◆ **Aim**
Return exactly the span of lines that opens with the line containing "Could you point to the evergreen" and closes with the last line of the data, inclusive.

Dataset items

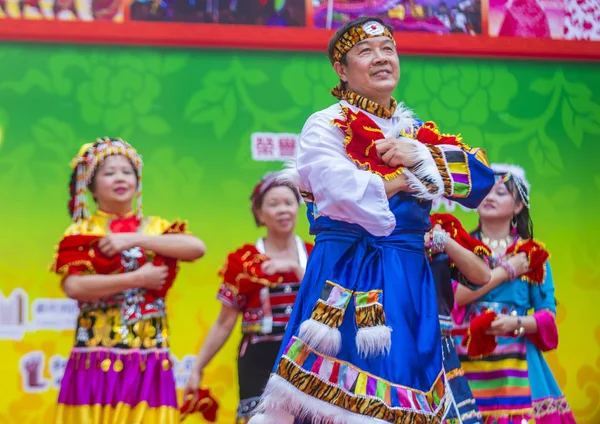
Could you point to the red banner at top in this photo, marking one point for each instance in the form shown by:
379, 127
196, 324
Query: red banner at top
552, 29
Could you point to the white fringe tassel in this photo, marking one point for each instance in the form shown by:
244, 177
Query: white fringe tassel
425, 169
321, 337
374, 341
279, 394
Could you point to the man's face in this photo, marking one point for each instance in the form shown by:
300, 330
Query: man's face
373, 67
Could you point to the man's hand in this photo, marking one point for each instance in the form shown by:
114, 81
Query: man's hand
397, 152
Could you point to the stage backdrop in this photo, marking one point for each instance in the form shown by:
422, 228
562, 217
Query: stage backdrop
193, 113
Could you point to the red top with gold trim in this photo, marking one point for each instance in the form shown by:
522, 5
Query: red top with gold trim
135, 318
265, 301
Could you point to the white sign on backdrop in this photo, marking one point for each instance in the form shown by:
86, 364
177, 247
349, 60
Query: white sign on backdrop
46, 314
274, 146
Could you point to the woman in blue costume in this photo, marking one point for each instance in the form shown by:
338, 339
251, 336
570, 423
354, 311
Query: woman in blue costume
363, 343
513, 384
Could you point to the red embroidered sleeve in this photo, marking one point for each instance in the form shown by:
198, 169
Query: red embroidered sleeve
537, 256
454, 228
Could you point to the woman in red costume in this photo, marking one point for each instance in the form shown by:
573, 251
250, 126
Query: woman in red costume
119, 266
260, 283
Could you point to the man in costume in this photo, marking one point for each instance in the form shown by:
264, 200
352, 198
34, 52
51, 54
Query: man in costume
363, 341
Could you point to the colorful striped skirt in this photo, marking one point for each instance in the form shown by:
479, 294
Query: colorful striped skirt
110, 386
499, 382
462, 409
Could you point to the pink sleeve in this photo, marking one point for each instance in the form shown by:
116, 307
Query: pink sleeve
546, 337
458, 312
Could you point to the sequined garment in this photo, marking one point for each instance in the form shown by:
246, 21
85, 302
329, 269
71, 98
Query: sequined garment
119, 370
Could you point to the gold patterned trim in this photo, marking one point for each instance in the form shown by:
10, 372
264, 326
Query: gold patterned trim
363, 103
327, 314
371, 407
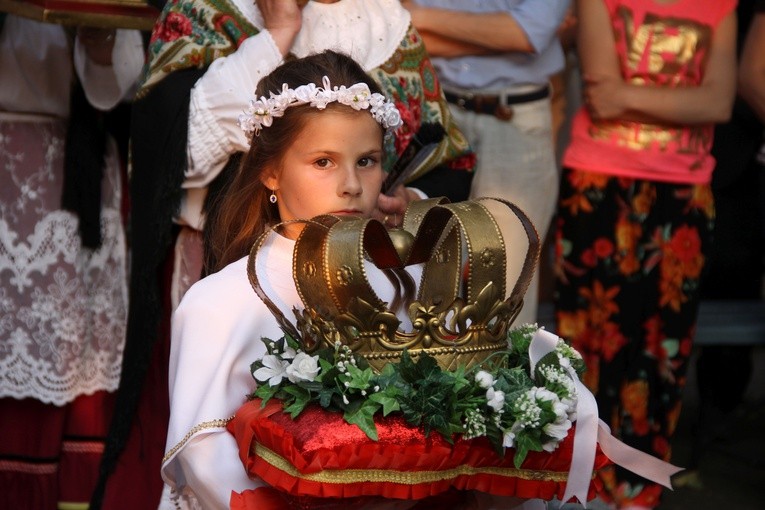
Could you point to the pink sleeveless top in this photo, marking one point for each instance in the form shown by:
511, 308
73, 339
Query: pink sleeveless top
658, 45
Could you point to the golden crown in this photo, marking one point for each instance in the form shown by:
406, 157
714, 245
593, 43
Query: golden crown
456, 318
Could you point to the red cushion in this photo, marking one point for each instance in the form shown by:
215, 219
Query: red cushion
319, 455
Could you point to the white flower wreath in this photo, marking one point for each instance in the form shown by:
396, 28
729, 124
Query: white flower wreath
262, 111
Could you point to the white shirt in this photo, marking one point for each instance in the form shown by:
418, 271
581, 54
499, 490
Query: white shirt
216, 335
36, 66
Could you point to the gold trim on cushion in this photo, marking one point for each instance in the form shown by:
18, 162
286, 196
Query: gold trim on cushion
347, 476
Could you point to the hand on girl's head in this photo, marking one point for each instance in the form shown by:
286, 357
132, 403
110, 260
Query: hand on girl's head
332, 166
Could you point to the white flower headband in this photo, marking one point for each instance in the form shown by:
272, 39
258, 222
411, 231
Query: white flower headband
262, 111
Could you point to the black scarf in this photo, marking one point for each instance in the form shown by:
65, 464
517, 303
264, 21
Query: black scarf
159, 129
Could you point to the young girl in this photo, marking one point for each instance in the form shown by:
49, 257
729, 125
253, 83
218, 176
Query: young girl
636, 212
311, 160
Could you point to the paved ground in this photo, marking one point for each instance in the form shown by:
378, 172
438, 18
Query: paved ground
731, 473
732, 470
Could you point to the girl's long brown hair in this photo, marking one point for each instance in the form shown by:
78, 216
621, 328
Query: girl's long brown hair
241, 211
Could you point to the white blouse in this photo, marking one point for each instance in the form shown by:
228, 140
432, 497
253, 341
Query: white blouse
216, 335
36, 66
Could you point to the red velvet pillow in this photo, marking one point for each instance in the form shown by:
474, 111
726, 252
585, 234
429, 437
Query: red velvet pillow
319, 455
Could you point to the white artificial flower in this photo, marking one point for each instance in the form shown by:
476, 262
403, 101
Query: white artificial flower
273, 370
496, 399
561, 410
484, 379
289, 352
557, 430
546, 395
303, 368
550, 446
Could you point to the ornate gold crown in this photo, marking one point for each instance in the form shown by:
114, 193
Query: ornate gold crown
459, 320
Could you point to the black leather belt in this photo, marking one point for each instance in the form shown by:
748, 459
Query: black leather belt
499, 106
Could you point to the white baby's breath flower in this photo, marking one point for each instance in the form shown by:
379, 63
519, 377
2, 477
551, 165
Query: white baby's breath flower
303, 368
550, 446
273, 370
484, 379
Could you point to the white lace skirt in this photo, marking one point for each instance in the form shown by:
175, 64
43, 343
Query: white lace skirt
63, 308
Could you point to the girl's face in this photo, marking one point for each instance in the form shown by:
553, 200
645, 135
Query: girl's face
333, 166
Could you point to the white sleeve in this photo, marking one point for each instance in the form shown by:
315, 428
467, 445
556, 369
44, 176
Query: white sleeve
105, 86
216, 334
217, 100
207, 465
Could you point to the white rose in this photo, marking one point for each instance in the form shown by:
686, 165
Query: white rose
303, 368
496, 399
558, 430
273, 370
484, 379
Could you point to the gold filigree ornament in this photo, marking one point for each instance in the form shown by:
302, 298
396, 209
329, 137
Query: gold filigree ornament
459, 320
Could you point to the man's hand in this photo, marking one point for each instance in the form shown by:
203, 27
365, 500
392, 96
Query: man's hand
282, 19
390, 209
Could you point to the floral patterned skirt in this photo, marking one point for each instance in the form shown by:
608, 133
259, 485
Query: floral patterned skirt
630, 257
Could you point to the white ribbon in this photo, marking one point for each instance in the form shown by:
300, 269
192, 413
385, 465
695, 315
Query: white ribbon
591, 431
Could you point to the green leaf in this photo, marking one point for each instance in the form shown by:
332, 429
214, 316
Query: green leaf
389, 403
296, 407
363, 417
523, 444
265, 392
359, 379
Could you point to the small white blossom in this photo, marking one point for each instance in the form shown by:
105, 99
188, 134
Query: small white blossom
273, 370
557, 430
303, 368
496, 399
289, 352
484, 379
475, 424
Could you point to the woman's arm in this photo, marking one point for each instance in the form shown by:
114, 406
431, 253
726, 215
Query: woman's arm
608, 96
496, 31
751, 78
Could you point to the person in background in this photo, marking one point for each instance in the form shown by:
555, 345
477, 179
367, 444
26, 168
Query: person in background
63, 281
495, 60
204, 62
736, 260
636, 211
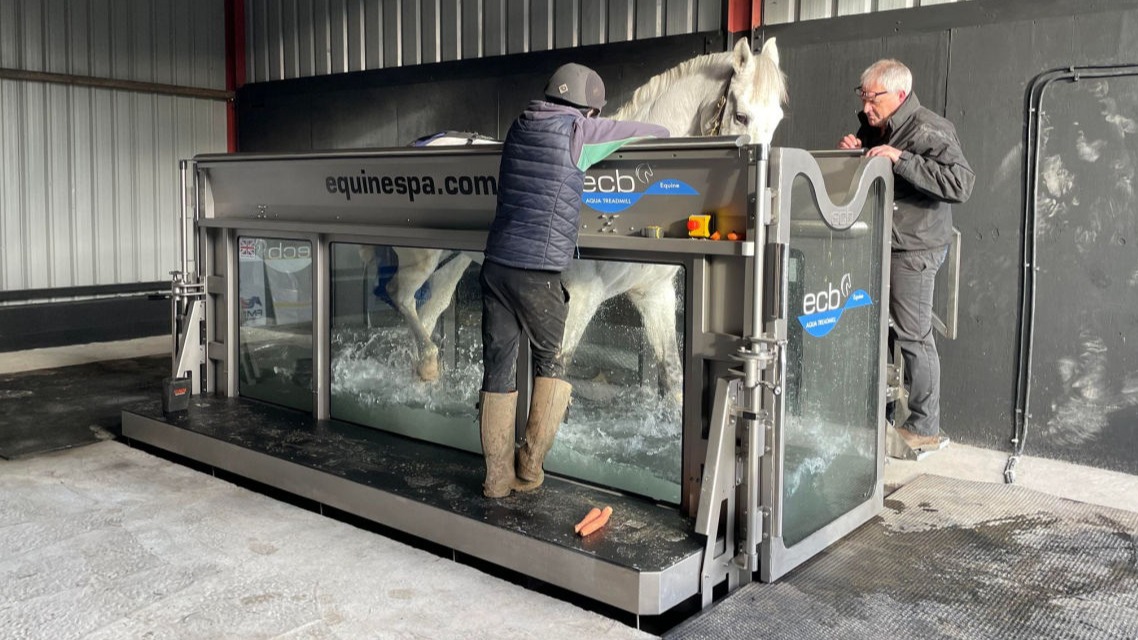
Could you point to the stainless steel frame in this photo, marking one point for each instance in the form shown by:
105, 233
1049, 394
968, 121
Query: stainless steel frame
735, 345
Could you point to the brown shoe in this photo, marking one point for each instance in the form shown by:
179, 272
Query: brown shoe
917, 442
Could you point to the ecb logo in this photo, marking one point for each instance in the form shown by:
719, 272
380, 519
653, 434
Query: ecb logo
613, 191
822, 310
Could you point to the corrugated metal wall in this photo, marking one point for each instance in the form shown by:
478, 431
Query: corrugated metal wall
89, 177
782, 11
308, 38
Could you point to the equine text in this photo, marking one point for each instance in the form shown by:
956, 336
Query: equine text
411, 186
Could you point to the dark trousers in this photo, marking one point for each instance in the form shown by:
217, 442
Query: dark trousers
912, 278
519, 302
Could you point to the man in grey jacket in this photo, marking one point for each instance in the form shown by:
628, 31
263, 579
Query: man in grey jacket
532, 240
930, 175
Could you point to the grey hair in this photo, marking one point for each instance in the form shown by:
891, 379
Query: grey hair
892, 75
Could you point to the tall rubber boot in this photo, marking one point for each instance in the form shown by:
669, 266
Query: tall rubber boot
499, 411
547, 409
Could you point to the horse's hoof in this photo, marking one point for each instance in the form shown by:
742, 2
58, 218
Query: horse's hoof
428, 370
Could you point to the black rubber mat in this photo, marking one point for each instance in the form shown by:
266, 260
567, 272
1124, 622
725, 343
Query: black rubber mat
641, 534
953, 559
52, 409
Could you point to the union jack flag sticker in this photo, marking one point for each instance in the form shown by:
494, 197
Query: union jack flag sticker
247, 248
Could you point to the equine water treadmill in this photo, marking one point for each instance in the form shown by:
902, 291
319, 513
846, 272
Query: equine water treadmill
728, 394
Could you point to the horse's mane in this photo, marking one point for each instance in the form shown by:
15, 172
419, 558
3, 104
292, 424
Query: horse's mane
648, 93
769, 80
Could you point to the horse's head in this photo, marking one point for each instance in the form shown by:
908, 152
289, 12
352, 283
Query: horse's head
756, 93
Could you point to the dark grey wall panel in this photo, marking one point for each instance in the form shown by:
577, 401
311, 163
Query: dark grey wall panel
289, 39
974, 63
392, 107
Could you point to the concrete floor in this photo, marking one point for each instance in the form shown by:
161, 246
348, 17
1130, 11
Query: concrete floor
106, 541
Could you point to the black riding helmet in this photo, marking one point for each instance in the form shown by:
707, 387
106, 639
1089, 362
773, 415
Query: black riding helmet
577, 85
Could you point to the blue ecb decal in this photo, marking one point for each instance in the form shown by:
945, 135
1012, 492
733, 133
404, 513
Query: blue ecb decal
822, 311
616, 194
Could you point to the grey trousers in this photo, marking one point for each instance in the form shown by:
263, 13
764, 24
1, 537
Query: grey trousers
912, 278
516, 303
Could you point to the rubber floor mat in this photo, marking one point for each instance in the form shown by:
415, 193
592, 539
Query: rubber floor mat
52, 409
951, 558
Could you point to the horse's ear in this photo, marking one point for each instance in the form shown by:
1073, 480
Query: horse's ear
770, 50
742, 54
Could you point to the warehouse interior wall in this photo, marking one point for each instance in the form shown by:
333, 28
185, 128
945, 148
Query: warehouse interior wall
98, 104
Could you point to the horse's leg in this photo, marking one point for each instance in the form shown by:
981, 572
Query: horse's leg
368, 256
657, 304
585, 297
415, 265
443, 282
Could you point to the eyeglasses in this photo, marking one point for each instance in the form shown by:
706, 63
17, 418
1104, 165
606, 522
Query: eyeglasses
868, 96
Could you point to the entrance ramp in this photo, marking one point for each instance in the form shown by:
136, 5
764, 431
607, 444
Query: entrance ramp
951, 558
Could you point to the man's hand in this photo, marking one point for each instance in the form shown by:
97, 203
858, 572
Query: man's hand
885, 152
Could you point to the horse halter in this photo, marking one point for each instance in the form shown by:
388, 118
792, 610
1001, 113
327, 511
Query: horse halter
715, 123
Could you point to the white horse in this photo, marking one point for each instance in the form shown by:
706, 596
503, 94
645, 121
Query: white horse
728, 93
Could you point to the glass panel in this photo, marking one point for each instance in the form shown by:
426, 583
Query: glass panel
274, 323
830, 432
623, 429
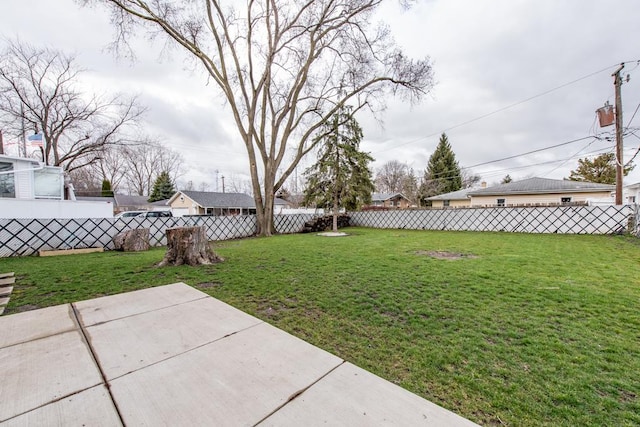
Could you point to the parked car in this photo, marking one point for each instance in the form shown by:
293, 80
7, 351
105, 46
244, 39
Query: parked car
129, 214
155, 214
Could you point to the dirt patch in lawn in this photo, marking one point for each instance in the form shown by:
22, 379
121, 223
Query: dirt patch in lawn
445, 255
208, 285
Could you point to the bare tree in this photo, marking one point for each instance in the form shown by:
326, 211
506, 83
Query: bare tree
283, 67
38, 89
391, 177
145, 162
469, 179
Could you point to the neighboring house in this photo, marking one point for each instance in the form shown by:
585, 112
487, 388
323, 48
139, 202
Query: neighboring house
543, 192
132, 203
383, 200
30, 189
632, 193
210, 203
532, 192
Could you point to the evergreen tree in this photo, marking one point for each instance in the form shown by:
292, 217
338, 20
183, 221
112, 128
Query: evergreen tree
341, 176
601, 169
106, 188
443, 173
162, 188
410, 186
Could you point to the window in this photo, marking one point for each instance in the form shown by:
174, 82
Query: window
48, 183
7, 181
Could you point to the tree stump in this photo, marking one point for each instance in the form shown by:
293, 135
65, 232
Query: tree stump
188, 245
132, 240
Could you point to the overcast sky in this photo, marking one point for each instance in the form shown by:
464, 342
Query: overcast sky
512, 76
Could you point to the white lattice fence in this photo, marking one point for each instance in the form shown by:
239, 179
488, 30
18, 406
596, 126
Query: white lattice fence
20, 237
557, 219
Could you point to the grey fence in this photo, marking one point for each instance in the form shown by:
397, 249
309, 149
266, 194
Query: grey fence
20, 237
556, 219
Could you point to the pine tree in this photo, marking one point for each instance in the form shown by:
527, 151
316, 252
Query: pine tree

◆ **Complete output**
Could you point to the evergreen tree in this photo, marking one point for each instance in the form shown by:
292, 217
338, 20
183, 221
112, 128
Query: evergreen tree
341, 176
601, 169
106, 188
443, 173
162, 188
410, 186
Could you point to the window in this photo, marking one point for each instance in the form shown by:
174, 82
Query: window
48, 183
7, 181
Could you point to the tree stump in this photo, marking one point for each instance in the form shown by:
293, 135
65, 232
Query: tree stump
188, 245
132, 240
Could you point to the overcast sky in this photo, marking one point for each instance in the form shown by:
464, 342
Query: overcast sky
512, 76
Could you point to the white lattice fence in this photo, marking one point for each instance in the form shown by:
239, 179
488, 30
18, 406
596, 126
Query: white lattice fence
20, 237
557, 219
Could you point to the grey fence in this photo, marking one point for each instance in the form shown by:
397, 249
309, 149
266, 194
Query: grey fence
20, 237
556, 219
Could you point to the pine tree in this photo, marking one point for each instance in the form shown by:
527, 151
316, 252
Query: pine tree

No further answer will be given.